━━ PÁGINA ━━
Fabri llevaba allí más de una hora. Se revolcaba furiosamente  en el piso, a riesgo de lastimarse contra el cemento. Su mamá, que no lograba dominarlo, al menos procuraba protegerlo para que no se golpeara la cabeza.  Lo mismo hacían los ocasionales transeúntes que se detenían a colaborar con la desbordada mujer.  Otros, la mayoría, sólo curioseaban. “Por favor, váyanse, lo peor que pueden hacer es quedarse mirando”,  pedía una chica que entendía del tema. “Ustedes no saben lo difícil que es esto para una madre”, argumentaba, cargada de una desesperación que calaba hondo en quienes eran  protagonistas y testigos de las angustiantes escenas.
━━━
━━ BLOQUE DE DATOS ━━
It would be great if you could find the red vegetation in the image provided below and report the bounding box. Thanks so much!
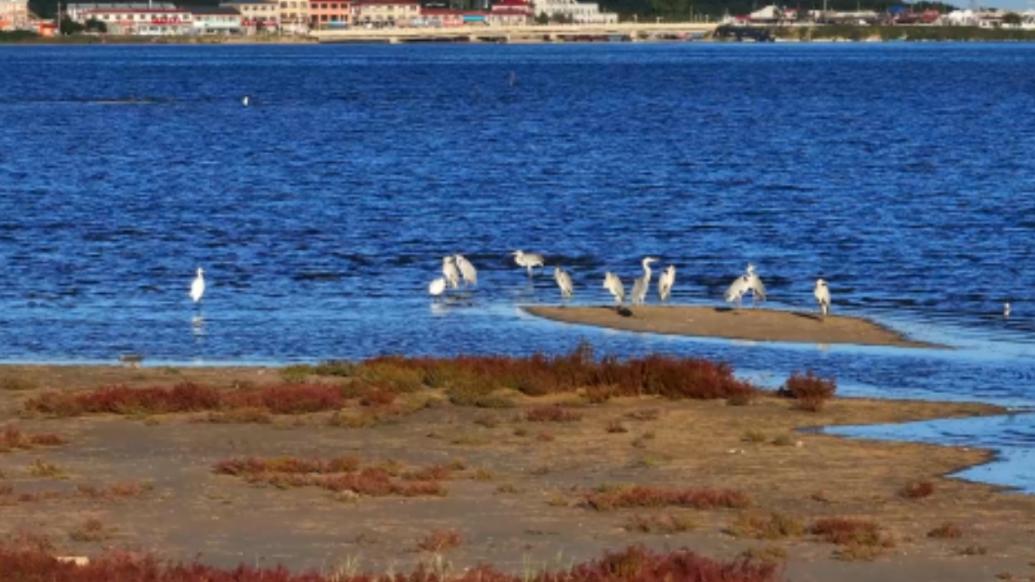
━━━
▶ _TRABAJO POR HACER_:
A. Responde estas preguntas sobre el relato de Fabri:
(i) ¿Cuánto tiempo llevaba Fabri allí?
(ii) ¿Qué procuraba hacer su mamá, ya que no lograba dominarlo?
(iii) ¿Qué les pedía la chica que entendía del tema a quienes miraban?
B. Escribe la continuación del relato sobre Fabri a partir de su última oración.

▶ _RESPUESTAS POR TAREA_:
A.
(i) Más de una hora.
(ii) Protegerlo para que no se golpeara la cabeza.
(iii) Que se fueran, porque lo peor que podían hacer era quedarse mirando.

B.
Llegó una camioneta municipal y casi al mismo tiempo, la policía. Primero, un uniformado de a pie. Luego, un patrullero. Trataron de darle a Fabri una pastilla que tenía su mamá –un tranquilzante, probablemente- pero no hubo manera de que la tragara. Probaron con un poco de helado que acercaron desde adentro del local, pero luego de tomar un poco, siguió revolcándose sin control. Todos, inclusive los agentes, quisieron hacer que se serenera, que sintiera cómodo… Le hablaban dulcemente.  Pero era inútil. Los forcejeos se prolongaron hasta que mermó paulatinamente su resistencia y junto a su madre, lo introdujeron en el móvil policial con el objetivo de llevarlo hasta la casa, distante un par de cuadras del sitio.
El patrullero partió, la gente se dispersó. Del otro del vidrio, en el interior de aquel bar-heladería, permaneció inmutable la figura de una dama que parecía totalmente ajena a los hechos. Y que sin perturbarse jamás por el escándalo, continuó disfrutando de su almuerzo.